Written task ::
Rewrite all the records below, changing every "dot" to "point" and keeping the rest the same.

Data excerpts ::

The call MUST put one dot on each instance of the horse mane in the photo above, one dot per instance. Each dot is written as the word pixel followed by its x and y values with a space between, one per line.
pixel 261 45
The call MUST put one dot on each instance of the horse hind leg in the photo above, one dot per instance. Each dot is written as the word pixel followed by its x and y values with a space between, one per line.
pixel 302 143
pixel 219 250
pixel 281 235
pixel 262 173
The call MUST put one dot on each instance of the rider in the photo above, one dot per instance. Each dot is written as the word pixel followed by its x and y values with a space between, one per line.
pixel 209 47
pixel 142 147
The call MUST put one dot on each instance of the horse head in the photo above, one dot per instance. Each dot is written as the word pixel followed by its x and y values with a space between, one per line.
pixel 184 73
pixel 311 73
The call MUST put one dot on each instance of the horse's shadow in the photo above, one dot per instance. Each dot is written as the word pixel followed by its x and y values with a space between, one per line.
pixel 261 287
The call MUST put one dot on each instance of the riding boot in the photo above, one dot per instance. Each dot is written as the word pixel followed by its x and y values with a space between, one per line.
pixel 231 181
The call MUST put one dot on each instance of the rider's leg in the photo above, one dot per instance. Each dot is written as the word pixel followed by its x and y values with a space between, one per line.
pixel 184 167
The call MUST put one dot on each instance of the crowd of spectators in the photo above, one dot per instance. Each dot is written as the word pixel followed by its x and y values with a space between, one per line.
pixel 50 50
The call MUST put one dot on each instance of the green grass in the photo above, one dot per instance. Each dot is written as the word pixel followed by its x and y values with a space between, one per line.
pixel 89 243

Completed exercise ::
The call MUST put one point on each instance of the horse mane in the photo above, one point per instance. Each point is written as the word pixel followed by its x and y values with a space between, one per line.
pixel 261 45
The call MUST put one point on each instance of the horse hind leg in the photo above, one point per instance. Each point is written as the word pixel followed by its x and y values with a space between, one per line.
pixel 302 143
pixel 219 250
pixel 281 235
pixel 262 173
The call MUST put one point on each instance of the rider in the photo above, one point per instance. Each point is written as the word pixel followed by its x and y values with a space between, one per line.
pixel 209 47
pixel 142 147
The call MUST put one point on each instance of the horse head in the photo above, one point per instance. Each point is written as the word pixel followed by its x and y values with a space between, one per line.
pixel 184 73
pixel 311 73
The call MUST put one point on each instance of the horse's shadow in the photo above, one point per instance. Each point is written as the word pixel followed by its x and y values with a space between, one per line.
pixel 261 287
The call MUST put one point on each instance of the riding boot in the photo above, one point per instance. Each point is written as the word pixel followed by its x and y values with a space between, one per line.
pixel 231 181
The call MUST put one point on each instance of the rider's leg in the photo above, one point per instance. Each point is written as the word pixel followed by its x and y values with a space between, one per line.
pixel 184 167
The call MUST put one point on each instance of the crowd of spectators in the photo above, one point per instance. Each point is written as the word pixel followed by its x and y values with a space between, one per line.
pixel 50 50
The call MUST put one point on each instance of the green grass in the photo above, one point per instance. Each point is written as the word pixel followed by its x and y values with a space between, one per line.
pixel 89 243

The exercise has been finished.